## Data provided:

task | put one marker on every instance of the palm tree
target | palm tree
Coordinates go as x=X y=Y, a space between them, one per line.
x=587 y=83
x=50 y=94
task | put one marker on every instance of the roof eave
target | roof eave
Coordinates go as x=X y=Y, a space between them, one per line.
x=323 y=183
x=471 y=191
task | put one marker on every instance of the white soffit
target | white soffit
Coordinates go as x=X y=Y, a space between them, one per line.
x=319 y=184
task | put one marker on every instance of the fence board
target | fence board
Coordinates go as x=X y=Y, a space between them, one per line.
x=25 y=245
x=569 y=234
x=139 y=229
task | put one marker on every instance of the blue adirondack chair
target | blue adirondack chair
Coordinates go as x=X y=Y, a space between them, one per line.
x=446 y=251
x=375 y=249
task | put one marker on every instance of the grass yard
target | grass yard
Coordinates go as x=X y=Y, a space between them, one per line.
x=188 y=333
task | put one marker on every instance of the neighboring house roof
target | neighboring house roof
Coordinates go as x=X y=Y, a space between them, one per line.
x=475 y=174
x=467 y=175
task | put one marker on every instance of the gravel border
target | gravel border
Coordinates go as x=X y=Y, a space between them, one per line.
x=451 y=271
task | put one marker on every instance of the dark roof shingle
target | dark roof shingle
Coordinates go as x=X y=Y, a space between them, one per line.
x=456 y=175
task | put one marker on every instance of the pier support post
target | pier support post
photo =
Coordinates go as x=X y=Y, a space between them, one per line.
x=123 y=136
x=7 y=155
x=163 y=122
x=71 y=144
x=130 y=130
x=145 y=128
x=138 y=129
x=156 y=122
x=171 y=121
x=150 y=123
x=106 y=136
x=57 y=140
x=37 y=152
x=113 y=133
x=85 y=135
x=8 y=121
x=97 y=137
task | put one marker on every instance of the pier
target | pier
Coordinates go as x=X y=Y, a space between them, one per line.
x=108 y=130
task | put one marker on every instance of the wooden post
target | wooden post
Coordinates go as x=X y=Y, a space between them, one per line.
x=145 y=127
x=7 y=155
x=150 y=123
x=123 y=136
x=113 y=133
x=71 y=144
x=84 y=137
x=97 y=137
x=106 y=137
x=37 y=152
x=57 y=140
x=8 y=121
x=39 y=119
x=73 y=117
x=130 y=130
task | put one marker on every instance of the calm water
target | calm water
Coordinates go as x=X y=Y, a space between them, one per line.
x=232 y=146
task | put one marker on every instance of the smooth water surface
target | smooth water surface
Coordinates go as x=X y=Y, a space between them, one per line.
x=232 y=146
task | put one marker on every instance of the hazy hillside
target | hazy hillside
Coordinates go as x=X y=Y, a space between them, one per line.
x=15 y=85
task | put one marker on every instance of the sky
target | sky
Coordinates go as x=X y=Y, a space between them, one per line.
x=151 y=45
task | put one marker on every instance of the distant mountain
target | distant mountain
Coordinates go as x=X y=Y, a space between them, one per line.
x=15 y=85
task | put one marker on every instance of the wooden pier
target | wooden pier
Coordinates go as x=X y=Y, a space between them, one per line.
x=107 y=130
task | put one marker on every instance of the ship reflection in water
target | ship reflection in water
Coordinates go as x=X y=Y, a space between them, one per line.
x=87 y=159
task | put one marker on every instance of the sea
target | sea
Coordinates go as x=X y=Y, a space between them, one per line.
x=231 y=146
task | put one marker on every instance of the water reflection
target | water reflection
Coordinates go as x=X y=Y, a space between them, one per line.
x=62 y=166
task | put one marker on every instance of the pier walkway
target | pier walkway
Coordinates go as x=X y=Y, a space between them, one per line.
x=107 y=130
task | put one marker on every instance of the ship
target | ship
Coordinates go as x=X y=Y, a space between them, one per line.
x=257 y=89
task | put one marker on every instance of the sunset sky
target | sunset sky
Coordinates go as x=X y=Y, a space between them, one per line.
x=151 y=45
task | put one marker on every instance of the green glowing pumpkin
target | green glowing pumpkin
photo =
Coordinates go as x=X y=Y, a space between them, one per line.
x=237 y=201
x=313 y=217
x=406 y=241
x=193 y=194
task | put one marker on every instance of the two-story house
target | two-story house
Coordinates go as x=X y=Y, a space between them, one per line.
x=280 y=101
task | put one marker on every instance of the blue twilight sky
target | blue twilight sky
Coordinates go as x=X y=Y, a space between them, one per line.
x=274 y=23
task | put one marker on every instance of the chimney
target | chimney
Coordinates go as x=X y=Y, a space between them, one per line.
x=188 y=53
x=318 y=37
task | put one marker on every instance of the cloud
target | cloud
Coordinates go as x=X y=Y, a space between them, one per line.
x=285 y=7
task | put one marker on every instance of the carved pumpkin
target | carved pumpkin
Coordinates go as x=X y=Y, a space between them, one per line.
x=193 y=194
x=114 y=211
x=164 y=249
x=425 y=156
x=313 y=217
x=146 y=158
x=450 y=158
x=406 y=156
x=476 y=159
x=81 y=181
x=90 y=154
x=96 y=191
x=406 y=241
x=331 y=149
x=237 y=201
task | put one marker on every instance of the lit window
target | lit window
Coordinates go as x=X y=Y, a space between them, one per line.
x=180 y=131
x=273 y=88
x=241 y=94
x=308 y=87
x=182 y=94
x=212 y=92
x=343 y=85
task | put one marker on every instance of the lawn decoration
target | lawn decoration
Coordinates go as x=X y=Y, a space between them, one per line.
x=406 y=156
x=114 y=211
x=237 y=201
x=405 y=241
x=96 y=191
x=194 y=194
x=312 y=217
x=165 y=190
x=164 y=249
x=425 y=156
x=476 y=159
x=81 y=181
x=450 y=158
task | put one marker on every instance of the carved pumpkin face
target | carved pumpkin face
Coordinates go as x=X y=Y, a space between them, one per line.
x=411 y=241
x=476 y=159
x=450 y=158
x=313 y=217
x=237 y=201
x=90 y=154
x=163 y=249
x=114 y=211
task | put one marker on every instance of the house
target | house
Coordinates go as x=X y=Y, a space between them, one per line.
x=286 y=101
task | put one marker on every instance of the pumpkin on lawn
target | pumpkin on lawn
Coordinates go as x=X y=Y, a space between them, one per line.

## Task to complete:
Give the entire listing above as a numbered list, leaving out any blank lines.

## Response to this exercise:
1. task | put one marker on every instance of the palm tree
2. target | palm tree
3. Coordinates go as x=X y=Y, a space between them, one per line.
4. x=587 y=83
5. x=50 y=94
6. task | put one marker on every instance of the roof eave
7. target | roof eave
8. Coordinates go as x=X y=Y, a space between them, one per line.
9. x=323 y=183
10. x=471 y=191
11. task | put one marker on every instance of the white soffit
12. target | white soffit
13. Coordinates go as x=X y=Y, a space between them, one per line.
14. x=319 y=184
15. task | put one marker on every instance of the fence board
16. target | fence board
17. Coordinates go as x=X y=Y, a space between them, one per line.
18. x=25 y=245
19. x=569 y=234
20. x=139 y=229
21. task | put one marker on every instance of the blue adirondack chair
22. target | blue adirondack chair
23. Coordinates go as x=X y=Y, a space between them, one per line.
24. x=446 y=251
25. x=375 y=249
26. task | put one marker on every instance of the grass yard
27. target | grass yard
28. Coordinates go as x=X y=Y, a space between them, one per line.
29. x=188 y=333
30. task | put one marker on every instance of the neighboring house roof
31. target | neighboring house roof
32. Coordinates go as x=X y=Y, a space between them, one per line.
33. x=475 y=174
34. x=467 y=175
35. task | put one marker on every instance of the gravel border
36. target | gravel border
37. Coordinates go as x=X y=Y, a space between them, one per line.
38. x=451 y=271
39. task | put one marker on every instance of the dark roof shingle
40. target | dark roof shingle
41. Coordinates go as x=X y=Y, a space between them, one per line.
42. x=456 y=175
43. task | put one marker on every instance of the pier support post
44. target | pier support post
45. photo =
46. Coordinates go as x=X y=Y, a space between them, one per line.
47. x=123 y=136
48. x=7 y=155
49. x=163 y=122
50. x=71 y=144
51. x=130 y=130
52. x=145 y=128
53. x=138 y=129
54. x=156 y=122
55. x=171 y=121
56. x=150 y=123
57. x=106 y=136
58. x=57 y=140
59. x=37 y=152
60. x=113 y=133
61. x=85 y=135
62. x=8 y=121
63. x=97 y=137
64. task | put one marker on every instance of the pier
65. target | pier
66. Coordinates go as x=X y=Y, a space between them, one per line.
67. x=108 y=130
68. task | put one marker on every instance of the wooden post
69. target | wooden post
70. Coordinates go as x=X y=Y, a space between them, one per line.
71. x=145 y=127
72. x=7 y=155
73. x=150 y=123
74. x=123 y=136
75. x=113 y=133
76. x=71 y=144
77. x=84 y=137
78. x=97 y=137
79. x=106 y=137
80. x=37 y=152
81. x=57 y=140
82. x=8 y=121
83. x=39 y=119
84. x=73 y=117
85. x=130 y=130
86. task | put one marker on every instance of the calm water
87. target | calm water
88. Coordinates go as x=X y=Y, a space between them, one per line.
89. x=232 y=146
90. task | put one marker on every instance of the smooth water surface
91. target | smooth water surface
92. Coordinates go as x=X y=Y, a space between them, one per line.
93. x=232 y=146
94. task | put one marker on every instance of the hazy hillside
95. target | hazy hillside
96. Coordinates go as x=X y=Y, a space between them, one per line.
97. x=15 y=85
98. task | put one marker on every instance of the sky
99. target | sky
100. Coordinates go as x=X y=Y, a space between them, one per line.
101. x=151 y=45
102. task | put one marker on every instance of the distant mountain
103. target | distant mountain
104. Coordinates go as x=X y=Y, a space between them, one per line.
105. x=15 y=85
106. task | put one marker on every instance of the wooden pier
107. target | wooden pier
108. Coordinates go as x=X y=Y, a space between them, one per line.
109. x=107 y=130
110. task | put one marker on every instance of the ship reflection in water
111. target | ship reflection in water
112. Coordinates go as x=X y=Y, a space between them, one per line.
113. x=87 y=159
114. task | put one marker on every instance of the sea
115. target | sea
116. Coordinates go as x=X y=Y, a space between them, one per line.
117. x=231 y=146
118. task | put one marker on every instance of the water reflection
119. target | water reflection
120. Coordinates go as x=X y=Y, a space between them, one per line.
121. x=62 y=166
122. task | put one marker on every instance of the pier walkway
123. target | pier walkway
124. Coordinates go as x=X y=Y, a space between them, one per line.
125. x=107 y=130
126. task | put one marker on every instance of the ship
127. target | ship
128. Coordinates go as x=X y=Y, a space between them, one per line.
129. x=257 y=89
130. task | put one marker on every instance of the sunset sky
131. target | sunset sky
132. Coordinates go as x=X y=Y, a space between them, one per line.
133. x=151 y=45
134. task | put one marker on every instance of the green glowing pumpkin
135. target | green glowing pumpkin
136. photo =
137. Coordinates go as x=X y=Y, a space between them, one per line.
138. x=237 y=201
139. x=313 y=217
140. x=406 y=241
141. x=193 y=194
142. task | put one marker on every instance of the two-story house
143. target | two-story house
144. Coordinates go as x=X y=Y, a space between them, one per line.
145. x=280 y=101
146. task | put one marker on every instance of the blue twilight sky
147. target | blue twilight sky
148. Coordinates go as x=X y=Y, a space between them, one per line.
149. x=274 y=23
150. task | put one marker on every instance of the chimney
151. target | chimney
152. Coordinates go as x=X y=Y, a space between them, one per line.
153. x=188 y=53
154. x=318 y=37
155. task | put one marker on every instance of the cloud
156. target | cloud
157. Coordinates go as x=X y=Y, a space between them, one per line.
158. x=285 y=7
159. task | put one marker on every instance of the carved pumpkin
160. target | carved pumpkin
161. Coordinates go as x=X y=Y, a space between them, one per line.
162. x=193 y=194
163. x=114 y=211
164. x=164 y=249
165. x=425 y=156
166. x=313 y=217
167. x=146 y=158
168. x=450 y=158
169. x=406 y=156
170. x=476 y=159
171. x=81 y=181
172. x=90 y=154
173. x=96 y=191
174. x=406 y=241
175. x=331 y=149
176. x=237 y=201
177. task | put one marker on every instance of the lit window
178. target | lit window
179. Coordinates go as x=X y=Y, a space between them, one per line.
180. x=180 y=131
181. x=273 y=88
182. x=241 y=94
183. x=308 y=87
184. x=182 y=94
185. x=212 y=92
186. x=343 y=85
187. task | put one marker on every instance of the lawn decoration
188. target | lawn decoration
189. Coordinates go as x=X y=Y, a space between them, one per line.
190. x=406 y=156
191. x=114 y=211
192. x=237 y=201
193. x=405 y=241
194. x=96 y=191
195. x=194 y=194
196. x=312 y=217
197. x=165 y=190
198. x=164 y=249
199. x=425 y=156
200. x=476 y=159
201. x=81 y=181
202. x=450 y=158
203. task | put one marker on every instance of the carved pumpkin face
204. target | carved pumpkin face
205. Coordinates go as x=X y=Y, a space between them, one per line.
206. x=411 y=241
207. x=476 y=159
208. x=450 y=158
209. x=313 y=217
210. x=237 y=201
211. x=90 y=154
212. x=163 y=249
213. x=114 y=211
214. task | put one marker on every instance of the house
215. target | house
216. Coordinates go as x=X y=Y, a space between them, one per line.
217. x=286 y=101
218. task | put one marker on every instance of the pumpkin on lawn
219. target | pumpkin on lawn
220. Coordinates go as x=X y=Y, a space between them, one per line.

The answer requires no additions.